### TASK OBJECTIVE
Express the listing as a two-column CSV with the headers "prompt" and "keypoints". Start at the line containing "199, row 255." and continue through the end of the listing. Each row should pair one block of task wording with the coordinates after it, with each in a single quoted field and line breaks replaced by spaces.

[Coordinate labeling data]
-.-.-

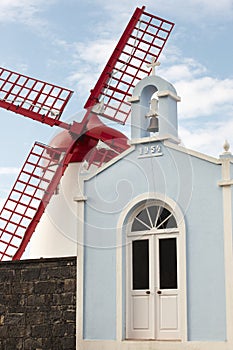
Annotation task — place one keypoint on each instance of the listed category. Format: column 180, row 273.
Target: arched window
column 153, row 216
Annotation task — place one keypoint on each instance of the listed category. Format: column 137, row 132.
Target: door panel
column 153, row 298
column 168, row 312
column 168, row 293
column 140, row 312
column 140, row 303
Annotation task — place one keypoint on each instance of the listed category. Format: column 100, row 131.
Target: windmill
column 140, row 44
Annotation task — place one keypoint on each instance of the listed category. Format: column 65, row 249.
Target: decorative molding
column 155, row 138
column 166, row 93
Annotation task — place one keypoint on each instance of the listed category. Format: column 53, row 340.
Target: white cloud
column 8, row 171
column 25, row 11
column 208, row 138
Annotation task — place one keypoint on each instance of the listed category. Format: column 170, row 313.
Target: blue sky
column 67, row 42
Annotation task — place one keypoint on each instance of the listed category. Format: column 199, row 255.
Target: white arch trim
column 177, row 212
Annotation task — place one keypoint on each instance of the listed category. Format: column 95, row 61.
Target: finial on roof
column 153, row 64
column 226, row 146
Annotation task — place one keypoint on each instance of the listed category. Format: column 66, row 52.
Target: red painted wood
column 143, row 39
column 32, row 98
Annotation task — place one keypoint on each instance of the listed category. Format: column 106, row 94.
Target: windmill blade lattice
column 141, row 43
column 28, row 199
column 32, row 98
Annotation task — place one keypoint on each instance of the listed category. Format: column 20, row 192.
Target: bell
column 154, row 124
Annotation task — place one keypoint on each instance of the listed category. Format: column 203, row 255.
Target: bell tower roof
column 154, row 108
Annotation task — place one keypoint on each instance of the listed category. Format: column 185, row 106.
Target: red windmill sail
column 141, row 42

-.-.-

### ANSWER
prompt,keypoints
"Annotation task — place one keypoint on each instance of the listed category. Format: column 199, row 255. Target: white arch trim","column 177, row 212"
"Annotation task — place one keypoint on each instance of the listed category. Format: column 95, row 61. Target: finial on roof","column 153, row 64 column 226, row 146"
"Annotation task — place one keypoint on each instance of the listed category. Format: column 66, row 52. Target: red painted wood","column 143, row 39 column 32, row 98"
"Annotation task — place one keypoint on each instance of the listed category. Format: column 106, row 94. Target: windmill blade lattice","column 141, row 43 column 28, row 199 column 32, row 98"
"Annotation task — place one keypoint on each instance of the listed category. Format: column 20, row 192. Target: bell","column 154, row 124"
"Annotation task — place one keypoint on each instance of the listed category. Format: column 203, row 255. Target: bell tower roof","column 154, row 108"
"Annotation task — place one keypoint on each instance of the listed category. Format: column 185, row 106. Target: red windmill sail","column 141, row 42"